- About this exercise
Write the listing out again, all of it, word for word.

----- Information provided -----

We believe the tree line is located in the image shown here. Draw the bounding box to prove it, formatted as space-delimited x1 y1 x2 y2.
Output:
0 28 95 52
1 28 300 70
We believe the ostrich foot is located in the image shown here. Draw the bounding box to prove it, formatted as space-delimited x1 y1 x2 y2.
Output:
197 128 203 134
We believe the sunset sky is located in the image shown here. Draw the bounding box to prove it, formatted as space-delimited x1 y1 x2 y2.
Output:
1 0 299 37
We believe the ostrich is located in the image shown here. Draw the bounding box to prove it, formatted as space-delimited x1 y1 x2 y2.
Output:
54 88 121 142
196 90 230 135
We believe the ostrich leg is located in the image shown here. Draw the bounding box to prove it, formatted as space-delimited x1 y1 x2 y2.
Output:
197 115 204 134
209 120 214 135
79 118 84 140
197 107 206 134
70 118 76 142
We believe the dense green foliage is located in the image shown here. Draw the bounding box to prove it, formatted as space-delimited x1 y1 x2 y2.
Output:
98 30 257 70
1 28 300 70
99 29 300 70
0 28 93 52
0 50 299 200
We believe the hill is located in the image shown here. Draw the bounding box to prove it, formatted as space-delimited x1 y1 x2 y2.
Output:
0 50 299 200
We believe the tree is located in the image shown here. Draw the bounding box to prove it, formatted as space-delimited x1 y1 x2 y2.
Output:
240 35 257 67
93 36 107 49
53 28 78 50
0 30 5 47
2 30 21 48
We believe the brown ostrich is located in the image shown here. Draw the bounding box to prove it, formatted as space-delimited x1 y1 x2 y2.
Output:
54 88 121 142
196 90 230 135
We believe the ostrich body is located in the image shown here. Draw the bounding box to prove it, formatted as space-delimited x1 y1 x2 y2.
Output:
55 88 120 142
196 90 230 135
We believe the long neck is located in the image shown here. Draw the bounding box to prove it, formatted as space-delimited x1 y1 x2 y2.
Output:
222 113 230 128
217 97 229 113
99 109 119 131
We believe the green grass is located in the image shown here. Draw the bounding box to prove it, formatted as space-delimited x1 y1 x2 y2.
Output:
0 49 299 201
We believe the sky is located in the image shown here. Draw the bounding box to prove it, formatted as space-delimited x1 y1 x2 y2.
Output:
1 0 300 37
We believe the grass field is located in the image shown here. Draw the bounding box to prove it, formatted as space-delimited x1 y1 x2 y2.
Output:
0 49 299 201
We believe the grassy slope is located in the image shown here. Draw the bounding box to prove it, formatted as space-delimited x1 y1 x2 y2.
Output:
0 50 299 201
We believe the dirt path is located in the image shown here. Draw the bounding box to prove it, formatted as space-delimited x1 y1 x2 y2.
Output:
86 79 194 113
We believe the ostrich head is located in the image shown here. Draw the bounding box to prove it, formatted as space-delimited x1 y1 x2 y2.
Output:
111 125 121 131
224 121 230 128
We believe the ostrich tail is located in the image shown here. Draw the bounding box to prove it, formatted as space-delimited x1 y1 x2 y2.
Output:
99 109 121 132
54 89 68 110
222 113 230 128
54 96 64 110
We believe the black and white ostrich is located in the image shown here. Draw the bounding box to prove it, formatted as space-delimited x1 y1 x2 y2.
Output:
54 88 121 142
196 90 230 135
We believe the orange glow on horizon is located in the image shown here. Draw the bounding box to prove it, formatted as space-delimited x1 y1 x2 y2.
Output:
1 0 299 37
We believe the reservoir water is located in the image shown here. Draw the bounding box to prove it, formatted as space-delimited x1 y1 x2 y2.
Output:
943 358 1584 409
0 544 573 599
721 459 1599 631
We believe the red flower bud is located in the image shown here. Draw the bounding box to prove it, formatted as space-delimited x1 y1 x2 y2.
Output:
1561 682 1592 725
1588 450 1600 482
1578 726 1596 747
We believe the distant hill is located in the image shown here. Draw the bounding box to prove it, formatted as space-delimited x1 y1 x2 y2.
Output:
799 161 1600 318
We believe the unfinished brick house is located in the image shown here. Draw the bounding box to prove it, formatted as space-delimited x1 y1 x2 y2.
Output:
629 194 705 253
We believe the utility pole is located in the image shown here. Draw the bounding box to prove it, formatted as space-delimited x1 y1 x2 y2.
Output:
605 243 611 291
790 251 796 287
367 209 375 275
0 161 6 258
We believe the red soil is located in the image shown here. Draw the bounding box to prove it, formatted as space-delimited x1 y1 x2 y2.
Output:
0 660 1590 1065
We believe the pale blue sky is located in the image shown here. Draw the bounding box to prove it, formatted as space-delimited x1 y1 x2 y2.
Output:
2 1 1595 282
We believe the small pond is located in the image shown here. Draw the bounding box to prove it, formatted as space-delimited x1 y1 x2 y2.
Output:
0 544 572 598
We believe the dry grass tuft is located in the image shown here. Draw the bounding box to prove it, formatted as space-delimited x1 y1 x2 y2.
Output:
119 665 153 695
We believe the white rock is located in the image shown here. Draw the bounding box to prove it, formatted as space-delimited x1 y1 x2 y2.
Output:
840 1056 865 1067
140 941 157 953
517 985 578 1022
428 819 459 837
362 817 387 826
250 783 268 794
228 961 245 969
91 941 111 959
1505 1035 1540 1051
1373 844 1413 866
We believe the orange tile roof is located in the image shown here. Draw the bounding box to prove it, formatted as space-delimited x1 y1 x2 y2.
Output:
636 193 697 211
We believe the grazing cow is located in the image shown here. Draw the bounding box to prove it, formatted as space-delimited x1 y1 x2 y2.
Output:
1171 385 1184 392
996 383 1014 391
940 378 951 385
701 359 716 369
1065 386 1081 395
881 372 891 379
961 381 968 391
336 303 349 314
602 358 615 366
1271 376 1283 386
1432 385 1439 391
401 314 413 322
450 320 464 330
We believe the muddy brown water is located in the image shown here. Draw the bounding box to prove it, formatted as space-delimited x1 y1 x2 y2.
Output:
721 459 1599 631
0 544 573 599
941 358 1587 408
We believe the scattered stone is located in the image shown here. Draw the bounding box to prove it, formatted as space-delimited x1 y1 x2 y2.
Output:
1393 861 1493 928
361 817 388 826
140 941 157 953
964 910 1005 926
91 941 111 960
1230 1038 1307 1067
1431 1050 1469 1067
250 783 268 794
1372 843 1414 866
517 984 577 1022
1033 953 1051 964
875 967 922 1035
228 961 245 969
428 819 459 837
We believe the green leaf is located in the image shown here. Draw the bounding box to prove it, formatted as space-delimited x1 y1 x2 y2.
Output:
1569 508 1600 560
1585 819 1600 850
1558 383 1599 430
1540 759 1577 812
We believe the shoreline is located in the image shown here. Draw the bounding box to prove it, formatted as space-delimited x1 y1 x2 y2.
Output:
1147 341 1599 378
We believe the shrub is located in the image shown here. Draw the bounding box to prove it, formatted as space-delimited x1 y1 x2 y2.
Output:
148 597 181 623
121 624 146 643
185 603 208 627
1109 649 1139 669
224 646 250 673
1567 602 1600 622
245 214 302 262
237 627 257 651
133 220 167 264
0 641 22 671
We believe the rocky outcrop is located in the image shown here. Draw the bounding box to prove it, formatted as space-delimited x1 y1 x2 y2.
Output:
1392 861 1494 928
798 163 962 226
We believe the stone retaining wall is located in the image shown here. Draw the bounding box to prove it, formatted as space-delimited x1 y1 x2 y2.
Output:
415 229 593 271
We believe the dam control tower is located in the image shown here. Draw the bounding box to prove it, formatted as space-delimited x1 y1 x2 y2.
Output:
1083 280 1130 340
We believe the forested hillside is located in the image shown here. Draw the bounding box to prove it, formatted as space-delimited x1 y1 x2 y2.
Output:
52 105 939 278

-----

- Output below
We believe the tree line is located in the image shown here. Draw the bounding box to prove it, formatted as space-delimited x1 y1 x2 y2.
Output:
0 28 95 52
1 28 300 70
We believe the ostrich foot is located in the image shown here. Draw the bounding box to prove it, formatted as space-delimited x1 y1 x2 y2.
Output:
197 128 203 134
We believe the sunset sky is located in the image shown here. Draw the bounding box to prove it, formatted as space-delimited x1 y1 x2 y2.
Output:
1 0 299 37
We believe the ostrich is located in the image shown here. Draw the bounding box to prove it, formatted as space-delimited x1 y1 x2 y2.
Output:
54 88 121 142
196 90 230 135
We believe the ostrich leg is located in the image shown here. Draw the bounding box to prove it, formatted as space-delimited x1 y1 x2 y2.
Output:
197 115 204 134
209 120 214 135
79 118 84 140
197 107 206 134
70 118 76 142
We believe the dense green foliage is located in the image shown here. Draw the bounding box to prove it, formatted as space-delimited x1 y1 x2 y2.
Output:
98 30 257 70
1 28 300 70
99 29 300 70
0 28 93 52
0 50 299 200
We believe the hill is located in the image shown here. Draw the bounding box to prove it, formatted as space-delimited x1 y1 x2 y2.
Output:
0 50 299 200
We believe the tree is located in the image shown here. Draw the bounding box to prove it, formatted as space-delimited x1 y1 x2 y2.
Output:
240 35 257 67
93 36 107 49
53 28 78 50
0 30 5 47
2 30 21 48
We believe the brown ostrich is located in the image shown here. Draw the bounding box to prove it, formatted as space-delimited x1 y1 x2 y2.
Output:
54 88 121 142
196 90 230 135
We believe the ostrich body is located in the image shown here. Draw the bounding box to prove it, formatted as space-delimited x1 y1 x2 y2.
Output:
55 88 120 142
196 90 230 135
We believe the long neck is located in the image shown here. Draw the bounding box to prove it, formatted as space-delimited x1 y1 x2 y2.
Output:
222 113 230 128
217 97 229 113
99 109 119 131
We believe the green grass is located in the image shown here. Draw the bounding box to prove it, formatted as space-delimited x1 y1 x2 y2.
Output:
0 49 299 201
We believe the sky is located in the image shown here. Draw the bounding box to prove it, formatted as space-delimited x1 y1 x2 y2.
Output:
1 0 300 37
We believe the grass field is located in the image shown here. Draw the bounding box to prove it, formatted as space-delimited x1 y1 x2 y2.
Output:
0 49 299 201
We believe the grassy slope is located in the image shown here. Draw the bounding box to prove it, formatted as space-delimited x1 y1 x2 y2.
Output:
0 50 299 201
We believe the dirt path is located in the image shown here. Draw the bounding box to prove it, formatted as space-delimited x1 y1 x2 y2.
Output:
86 79 194 113
We believe the ostrich head is located in the image shown here. Draw the bounding box to prove it, formatted as space-delimited x1 y1 x2 y2.
Output:
111 125 121 131
224 121 230 128
We believe the ostrich tail is located in the image shown here. Draw the bounding box to prove it, formatted as space-delimited x1 y1 x2 y2.
Output:
99 109 121 132
54 89 68 110
222 113 230 128
54 96 64 110
We believe the black and white ostrich is located in the image shown here. Draw the bounding box to prove it, formatted as space-delimited x1 y1 x2 y2.
Output:
54 88 121 142
196 90 230 135
We believe the orange glow on horizon is located in the image shown here. Draw the bounding box to prove it, formatted as space-delimited x1 y1 x2 y2.
Output:
1 0 299 37
We believe the reservoir water is located in the image shown here. Draw the bounding box to prove it, formatted as space-delimited x1 y1 x2 y2.
Output:
943 358 1584 409
0 544 573 599
721 459 1599 631
We believe the red flower bud is located in the image shown here. Draw the bounding box to prove it, formatted as space-delimited x1 y1 x2 y2.
Output:
1561 682 1592 725
1588 450 1600 482
1578 726 1596 747
We believe the distant hill is located in the image shown here. Draw the bounding box to prove it, formatted as space-delimited x1 y1 x2 y2.
Output:
799 161 1600 318
We believe the unfinished brick house is located in the image shown here. Draw the bounding box to prove it, formatted as space-delimited x1 y1 x2 y2.
Output:
629 194 705 253
We believe the utility pole is located in the image shown here. Draw the bounding box to prove it, formatted as space-delimited x1 y1 x2 y2.
Output:
605 243 611 291
790 251 796 287
367 209 375 275
0 161 6 258
We believe the red soil is located in the image shown here. Draw the bounding box to prove it, formatted as space-delimited x1 y1 x2 y2.
Output:
0 660 1590 1065
We believe the pale blue sky is located in the image shown here. Draw the bounding box to prove it, formatted as space-delimited x1 y1 x2 y2.
Output:
2 1 1595 282
We believe the small pond is located in the image shown here. Draw the bounding box to prove it, formatted as space-delimited x1 y1 x2 y2.
Output:
0 544 572 598
We believe the dry grass tuft is located in the image shown here. Draw the bounding box to prove it, formatted as space-delimited x1 y1 x2 y2.
Output:
119 665 153 695
We believe the white rock is located in the image shown here. Draw the bounding box to prove it, formatted as space-delimited x1 y1 x2 y2.
Output:
840 1056 865 1067
140 941 157 953
517 985 578 1022
428 819 459 837
362 817 387 826
250 783 268 794
228 961 245 969
91 941 111 959
1505 1035 1540 1051
1373 844 1413 866
We believe the orange tile roof is located in the image shown here. Draw the bounding box to prove it, formatted as space-delimited x1 y1 x2 y2.
Output:
636 193 697 211
We believe the grazing cow is located in the image shown here. Draw the bounding box to prove it, formatted as space-delimited x1 y1 x2 y2.
Output:
1171 385 1184 392
996 383 1014 391
940 378 951 385
701 359 716 369
1065 386 1081 395
881 372 891 379
961 381 968 391
336 303 349 314
602 358 615 366
1271 376 1283 386
1432 385 1439 391
401 314 413 322
450 320 464 330
We believe the muddy brown water is located in the image shown here. Draw the bounding box to prove it, formatted as space-delimited x1 y1 x2 y2.
Output:
721 459 1599 631
0 544 573 599
941 358 1587 408
We believe the scattered stone is located in the image shown here. Draw the bounding box to prove it, formatted as space-delimited x1 y1 x2 y2.
Output:
1393 861 1493 928
361 817 388 826
140 941 157 953
964 910 1005 926
91 941 111 960
1230 1038 1307 1067
1431 1050 1469 1067
250 783 268 794
1372 843 1414 866
517 984 577 1022
1033 953 1051 964
875 967 922 1035
228 961 245 969
428 819 459 837
We believe the green leaf is located in the image shown here. Draw the bounding box to prove it, formatted as space-delimited x1 y1 x2 y2.
Output:
1569 508 1600 560
1585 819 1600 850
1558 383 1599 430
1540 759 1577 812
We believe the shoreline is located in the image shown here. Draw the bounding box to prove it, formatted as space-delimited x1 y1 x2 y2.
Output:
1147 341 1599 378
We believe the shrub is located in the image shown here. Draw the bounding box to prove it, formatted as space-delimited x1 y1 x2 y2.
Output:
148 597 181 623
121 624 146 643
185 603 208 627
1109 649 1139 669
224 646 250 673
1567 602 1600 622
245 214 302 262
237 627 257 651
133 220 167 264
0 641 22 671
We believe the rocky outcrop is located in the image shown here. Draw the bounding box to prove it, formatted as space-delimited x1 y1 x2 y2.
Output:
1392 861 1494 928
798 163 962 226
We believe the stone retaining wall is located in the image shown here. Draw the bounding box to prove it, formatted as space-delimited x1 y1 x2 y2.
Output:
415 229 593 271
We believe the dam control tower is located in the image shown here. Draw the bounding box to prove it, formatted as space-delimited x1 y1 x2 y2.
Output:
1083 280 1130 340
We believe the forested hillside is located in the image shown here. Draw the bounding box to prove it, formatted as space-delimited x1 y1 x2 y2.
Output:
52 105 939 278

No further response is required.